- [Tasks]:
[A] Transcribe the article on planning ahead during lockdown word for word, beginning at the words "Each Law firm" and stopping after "and physical distancing.".
[B] According to the article on planning ahead during lockdown, who is the President of the Law Society of Ireland?
[C] In the article on planning ahead during lockdown, list the steps of making a will that Ms O'Boyle describes in the quotation beginning "Where possible".

- [Given passage]:
********

Irish people urged to plan ahead and protect their interests during lockdown

Solicitors’ profession is an essential service and remains open for business.

The Law Society of Ireland is encouraging individuals to take steps to plan ahead and ensure their wishes are legally protected in the event of ill-health or death.

“The Law Society has closely monitored and developed guidance on many areas of practice that remain vital to Irish people and businesses during this pandemic,” explains President of the Law Society of Ireland Michele O’Boyle.

“The correct drafting and execution (signing and witnessing) of wills has proven to be of particular importance to people wishing to make sure that, should the worst happen in this global health crisis, there will be clarity and certainty for their families and loved ones.”

“The Law Society’s advice is now, as always: talk to your solicitor. Law firms across Ireland are available to help you with this important task in these extraordinary times.”

Instructing your solicitor in lockdown

Each Law firm will set out its own specific way of  undertaking Legal work during this pandemic,  respecting WHO guidelines and  government advice.

Ms O’Boyle explains, in general terms, the process of making a will during this period of self-isolation and physical distancing.

“Where possible, your solicitor will take detailed instructions over the telephone and a draft version of the document may be sent by email. You will then be able to review the will, and make any changes that may be needed.”

Solicitors are conscious that some clients will not have access to email, or be equipped with smart phones and other technology. In those  circumstances, your solicitor will likely:

  • Take detailed instructions and provide advice over the telephone, and draft a will that gives legal effect to those informed instructions; The solicitor must be satisfied that the client is not under any duress giving those instructions.

********

- [Supplied data]:
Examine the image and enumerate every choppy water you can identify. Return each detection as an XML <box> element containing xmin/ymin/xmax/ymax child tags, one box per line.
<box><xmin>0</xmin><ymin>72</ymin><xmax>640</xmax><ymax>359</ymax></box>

********

- [Results by task]:
[A]
Each Law firm will set out its own specific way of  undertaking Legal work during this pandemic,  respecting WHO guidelines and  government advice.

Ms O’Boyle explains, in general terms, the process of making a will during this period of self-isolation and physical distancing.

[B] Michele O'Boyle.

[C]
- The solicitor takes detailed instructions over the telephone.
- A draft version of the document may be sent by email.
- You review the will.
- You make any changes that may be needed.